***** Input data *****
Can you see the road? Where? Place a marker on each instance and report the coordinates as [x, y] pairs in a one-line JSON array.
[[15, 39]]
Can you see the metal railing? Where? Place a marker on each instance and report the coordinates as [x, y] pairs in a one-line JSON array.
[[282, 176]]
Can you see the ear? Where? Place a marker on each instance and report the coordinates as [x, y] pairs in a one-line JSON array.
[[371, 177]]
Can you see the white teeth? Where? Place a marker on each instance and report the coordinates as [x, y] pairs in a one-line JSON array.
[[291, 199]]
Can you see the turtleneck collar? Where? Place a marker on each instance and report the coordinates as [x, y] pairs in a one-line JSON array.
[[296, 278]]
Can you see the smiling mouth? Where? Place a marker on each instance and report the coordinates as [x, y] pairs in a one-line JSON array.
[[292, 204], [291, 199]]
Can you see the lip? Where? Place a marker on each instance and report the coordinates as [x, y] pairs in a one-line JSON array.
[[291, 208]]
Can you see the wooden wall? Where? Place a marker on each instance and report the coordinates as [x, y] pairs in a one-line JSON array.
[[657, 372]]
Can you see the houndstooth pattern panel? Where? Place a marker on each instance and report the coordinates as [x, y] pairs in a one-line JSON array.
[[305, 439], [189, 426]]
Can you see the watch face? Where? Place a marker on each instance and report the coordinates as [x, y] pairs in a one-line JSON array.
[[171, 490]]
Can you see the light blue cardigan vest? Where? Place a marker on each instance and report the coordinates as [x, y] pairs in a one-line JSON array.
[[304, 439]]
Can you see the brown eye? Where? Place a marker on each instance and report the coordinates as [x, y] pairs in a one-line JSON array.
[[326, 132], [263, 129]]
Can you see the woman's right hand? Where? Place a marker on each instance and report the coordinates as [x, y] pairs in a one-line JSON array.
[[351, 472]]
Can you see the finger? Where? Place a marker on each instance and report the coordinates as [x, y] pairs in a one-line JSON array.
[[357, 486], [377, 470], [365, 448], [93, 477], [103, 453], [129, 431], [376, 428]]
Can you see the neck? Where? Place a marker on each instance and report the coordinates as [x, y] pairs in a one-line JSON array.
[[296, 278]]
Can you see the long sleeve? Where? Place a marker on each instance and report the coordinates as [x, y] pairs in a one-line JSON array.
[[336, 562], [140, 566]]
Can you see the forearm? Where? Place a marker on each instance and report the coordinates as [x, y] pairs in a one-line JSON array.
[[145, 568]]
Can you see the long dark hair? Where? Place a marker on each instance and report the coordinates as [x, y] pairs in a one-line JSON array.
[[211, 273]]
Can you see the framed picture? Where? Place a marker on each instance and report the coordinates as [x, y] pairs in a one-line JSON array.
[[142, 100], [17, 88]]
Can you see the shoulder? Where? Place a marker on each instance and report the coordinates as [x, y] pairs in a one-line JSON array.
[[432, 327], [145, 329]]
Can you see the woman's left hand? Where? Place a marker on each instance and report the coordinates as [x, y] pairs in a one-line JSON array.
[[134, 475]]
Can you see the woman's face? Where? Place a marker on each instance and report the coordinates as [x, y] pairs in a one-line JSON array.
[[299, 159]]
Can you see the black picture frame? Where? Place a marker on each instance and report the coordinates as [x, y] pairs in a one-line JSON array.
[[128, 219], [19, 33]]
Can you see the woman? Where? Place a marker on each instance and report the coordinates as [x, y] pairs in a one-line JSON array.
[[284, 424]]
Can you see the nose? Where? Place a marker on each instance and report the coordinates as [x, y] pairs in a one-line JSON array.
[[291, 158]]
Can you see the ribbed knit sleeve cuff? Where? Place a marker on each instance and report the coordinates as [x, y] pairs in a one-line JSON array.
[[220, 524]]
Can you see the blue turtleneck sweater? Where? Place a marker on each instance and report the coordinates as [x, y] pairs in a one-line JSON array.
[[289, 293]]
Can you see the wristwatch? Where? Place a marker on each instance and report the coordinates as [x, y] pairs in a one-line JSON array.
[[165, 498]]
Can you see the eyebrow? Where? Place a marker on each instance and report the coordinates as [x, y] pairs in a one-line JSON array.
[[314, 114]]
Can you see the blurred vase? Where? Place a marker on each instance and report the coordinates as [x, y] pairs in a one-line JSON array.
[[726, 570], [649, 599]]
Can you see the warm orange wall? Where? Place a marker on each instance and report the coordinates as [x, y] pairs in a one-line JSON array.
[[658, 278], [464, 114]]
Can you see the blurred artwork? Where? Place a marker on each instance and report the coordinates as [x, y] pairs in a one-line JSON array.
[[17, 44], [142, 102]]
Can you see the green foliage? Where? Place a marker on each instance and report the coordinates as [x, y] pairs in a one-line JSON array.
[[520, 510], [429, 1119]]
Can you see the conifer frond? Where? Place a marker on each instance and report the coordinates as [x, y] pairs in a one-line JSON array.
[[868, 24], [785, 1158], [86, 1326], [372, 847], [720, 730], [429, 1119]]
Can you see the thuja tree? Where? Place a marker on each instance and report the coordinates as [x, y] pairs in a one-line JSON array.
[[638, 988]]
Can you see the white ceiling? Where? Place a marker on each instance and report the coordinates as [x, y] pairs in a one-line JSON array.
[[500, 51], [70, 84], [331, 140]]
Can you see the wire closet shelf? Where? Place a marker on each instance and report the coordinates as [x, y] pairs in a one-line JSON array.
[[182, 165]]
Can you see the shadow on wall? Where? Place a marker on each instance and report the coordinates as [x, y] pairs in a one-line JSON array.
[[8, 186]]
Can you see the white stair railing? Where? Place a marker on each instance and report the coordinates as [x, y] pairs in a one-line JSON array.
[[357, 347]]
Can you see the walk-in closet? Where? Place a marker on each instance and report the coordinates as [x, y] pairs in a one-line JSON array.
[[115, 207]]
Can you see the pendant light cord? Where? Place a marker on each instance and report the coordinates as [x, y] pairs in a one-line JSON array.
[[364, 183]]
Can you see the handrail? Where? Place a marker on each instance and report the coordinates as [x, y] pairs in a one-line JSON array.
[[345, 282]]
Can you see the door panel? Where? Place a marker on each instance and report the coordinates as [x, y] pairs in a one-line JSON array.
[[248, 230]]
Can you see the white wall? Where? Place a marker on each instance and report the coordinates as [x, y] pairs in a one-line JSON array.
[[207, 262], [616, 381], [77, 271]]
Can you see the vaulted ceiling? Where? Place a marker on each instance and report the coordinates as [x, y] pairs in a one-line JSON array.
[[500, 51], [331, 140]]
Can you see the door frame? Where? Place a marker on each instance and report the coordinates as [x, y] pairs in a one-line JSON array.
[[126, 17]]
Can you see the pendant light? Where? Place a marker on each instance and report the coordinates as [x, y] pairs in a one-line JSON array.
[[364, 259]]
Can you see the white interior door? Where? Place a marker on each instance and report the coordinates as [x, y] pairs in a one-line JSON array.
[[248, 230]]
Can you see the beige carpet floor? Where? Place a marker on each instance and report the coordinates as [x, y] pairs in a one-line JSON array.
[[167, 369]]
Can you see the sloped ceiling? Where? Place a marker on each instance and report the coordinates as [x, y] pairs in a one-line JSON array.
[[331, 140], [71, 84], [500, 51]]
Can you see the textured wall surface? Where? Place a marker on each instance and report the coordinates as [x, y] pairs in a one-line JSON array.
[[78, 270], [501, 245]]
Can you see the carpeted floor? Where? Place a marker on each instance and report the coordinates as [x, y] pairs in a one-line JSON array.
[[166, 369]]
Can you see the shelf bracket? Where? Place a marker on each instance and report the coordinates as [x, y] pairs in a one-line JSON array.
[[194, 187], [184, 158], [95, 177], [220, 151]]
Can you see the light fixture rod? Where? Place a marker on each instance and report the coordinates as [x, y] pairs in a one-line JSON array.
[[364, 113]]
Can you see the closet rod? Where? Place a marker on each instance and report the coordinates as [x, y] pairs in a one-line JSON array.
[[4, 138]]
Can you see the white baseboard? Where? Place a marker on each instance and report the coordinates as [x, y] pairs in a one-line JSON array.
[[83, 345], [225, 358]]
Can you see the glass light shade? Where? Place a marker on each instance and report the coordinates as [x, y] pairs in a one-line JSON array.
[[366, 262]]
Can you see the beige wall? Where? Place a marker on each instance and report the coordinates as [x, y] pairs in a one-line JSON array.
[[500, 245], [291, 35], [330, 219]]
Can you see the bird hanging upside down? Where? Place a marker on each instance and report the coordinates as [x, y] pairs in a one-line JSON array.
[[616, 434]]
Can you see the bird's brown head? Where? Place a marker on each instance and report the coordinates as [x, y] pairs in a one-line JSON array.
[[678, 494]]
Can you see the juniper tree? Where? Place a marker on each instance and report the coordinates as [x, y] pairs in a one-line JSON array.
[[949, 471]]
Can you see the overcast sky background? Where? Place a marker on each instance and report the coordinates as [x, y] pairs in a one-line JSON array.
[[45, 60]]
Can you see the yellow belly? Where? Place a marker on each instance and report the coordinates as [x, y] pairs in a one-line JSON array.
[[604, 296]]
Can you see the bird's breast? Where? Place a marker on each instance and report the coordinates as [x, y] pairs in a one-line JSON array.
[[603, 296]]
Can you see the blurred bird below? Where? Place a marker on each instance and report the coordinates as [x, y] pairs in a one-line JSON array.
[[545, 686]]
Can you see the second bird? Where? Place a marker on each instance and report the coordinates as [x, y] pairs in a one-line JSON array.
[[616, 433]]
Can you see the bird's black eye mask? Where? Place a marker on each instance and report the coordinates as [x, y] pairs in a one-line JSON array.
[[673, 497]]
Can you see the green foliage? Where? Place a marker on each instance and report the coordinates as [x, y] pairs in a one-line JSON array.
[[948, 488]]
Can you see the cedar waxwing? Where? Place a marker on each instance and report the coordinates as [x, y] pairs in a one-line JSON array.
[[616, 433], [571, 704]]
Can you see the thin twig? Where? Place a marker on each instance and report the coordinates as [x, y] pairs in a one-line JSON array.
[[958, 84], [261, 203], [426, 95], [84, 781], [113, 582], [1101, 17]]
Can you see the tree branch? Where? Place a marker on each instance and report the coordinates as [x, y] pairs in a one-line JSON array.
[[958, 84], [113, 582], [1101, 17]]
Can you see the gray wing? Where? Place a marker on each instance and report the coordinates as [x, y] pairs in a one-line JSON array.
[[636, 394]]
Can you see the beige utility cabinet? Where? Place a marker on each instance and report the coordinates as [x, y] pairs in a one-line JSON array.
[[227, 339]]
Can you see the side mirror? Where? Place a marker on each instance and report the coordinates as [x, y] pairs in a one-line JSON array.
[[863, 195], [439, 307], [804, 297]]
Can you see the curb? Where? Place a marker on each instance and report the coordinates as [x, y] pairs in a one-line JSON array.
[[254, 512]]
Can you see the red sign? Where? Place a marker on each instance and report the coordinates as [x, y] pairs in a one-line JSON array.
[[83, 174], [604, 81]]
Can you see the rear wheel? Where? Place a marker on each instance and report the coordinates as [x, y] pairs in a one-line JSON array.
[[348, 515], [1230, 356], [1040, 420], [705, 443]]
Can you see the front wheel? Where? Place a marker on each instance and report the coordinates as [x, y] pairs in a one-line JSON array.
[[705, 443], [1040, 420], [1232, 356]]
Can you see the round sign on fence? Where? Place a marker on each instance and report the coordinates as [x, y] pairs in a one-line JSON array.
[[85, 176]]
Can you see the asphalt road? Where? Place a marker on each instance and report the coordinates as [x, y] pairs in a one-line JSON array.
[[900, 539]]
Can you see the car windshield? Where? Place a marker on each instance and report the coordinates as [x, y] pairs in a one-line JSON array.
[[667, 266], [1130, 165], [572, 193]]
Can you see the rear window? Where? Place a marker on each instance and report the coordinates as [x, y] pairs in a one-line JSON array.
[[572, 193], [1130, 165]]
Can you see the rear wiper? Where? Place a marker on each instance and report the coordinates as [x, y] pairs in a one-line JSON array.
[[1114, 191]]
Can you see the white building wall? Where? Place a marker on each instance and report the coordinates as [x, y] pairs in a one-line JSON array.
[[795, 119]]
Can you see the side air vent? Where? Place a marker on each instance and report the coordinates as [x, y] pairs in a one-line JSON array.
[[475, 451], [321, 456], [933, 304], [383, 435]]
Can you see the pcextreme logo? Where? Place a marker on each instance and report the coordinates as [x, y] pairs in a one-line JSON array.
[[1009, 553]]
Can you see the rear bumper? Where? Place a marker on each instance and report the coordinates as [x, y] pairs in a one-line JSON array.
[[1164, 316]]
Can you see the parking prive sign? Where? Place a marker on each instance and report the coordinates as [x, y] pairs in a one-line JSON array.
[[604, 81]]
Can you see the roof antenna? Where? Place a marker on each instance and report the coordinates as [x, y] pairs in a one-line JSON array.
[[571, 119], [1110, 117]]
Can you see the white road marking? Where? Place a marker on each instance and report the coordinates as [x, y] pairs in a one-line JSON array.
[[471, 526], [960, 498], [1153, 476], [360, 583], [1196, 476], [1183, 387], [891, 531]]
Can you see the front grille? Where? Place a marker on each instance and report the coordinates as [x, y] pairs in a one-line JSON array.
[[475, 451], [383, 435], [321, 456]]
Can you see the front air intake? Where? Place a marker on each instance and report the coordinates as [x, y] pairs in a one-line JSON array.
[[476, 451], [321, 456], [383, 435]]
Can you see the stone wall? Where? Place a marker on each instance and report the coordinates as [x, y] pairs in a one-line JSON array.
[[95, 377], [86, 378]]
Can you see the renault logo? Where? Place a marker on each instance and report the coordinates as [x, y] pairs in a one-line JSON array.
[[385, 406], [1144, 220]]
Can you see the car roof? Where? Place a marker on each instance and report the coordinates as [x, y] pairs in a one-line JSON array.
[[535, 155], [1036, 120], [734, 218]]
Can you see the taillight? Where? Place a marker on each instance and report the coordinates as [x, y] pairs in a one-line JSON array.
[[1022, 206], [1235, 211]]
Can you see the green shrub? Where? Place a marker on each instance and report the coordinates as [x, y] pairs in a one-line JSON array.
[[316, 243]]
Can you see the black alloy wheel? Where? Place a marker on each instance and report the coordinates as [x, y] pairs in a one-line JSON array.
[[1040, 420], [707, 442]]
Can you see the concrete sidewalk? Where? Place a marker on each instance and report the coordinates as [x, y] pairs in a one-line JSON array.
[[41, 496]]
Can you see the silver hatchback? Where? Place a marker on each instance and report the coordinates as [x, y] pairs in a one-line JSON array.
*****
__Work task__
Look above for the line containing "Can you see the concrete"; reproduce it and every line after it through the end of the material, exactly, and nothing else.

__Response area__
Can you see the concrete sidewalk? Where? Place a marker on each instance and report the coordinates as [x, y] pairs in a one-line JSON array.
[[41, 496]]
Can you see the silver hatchback? Where? Place a marker on each instance and report the coordinates as [x, y] pairs in a one-line JSON array.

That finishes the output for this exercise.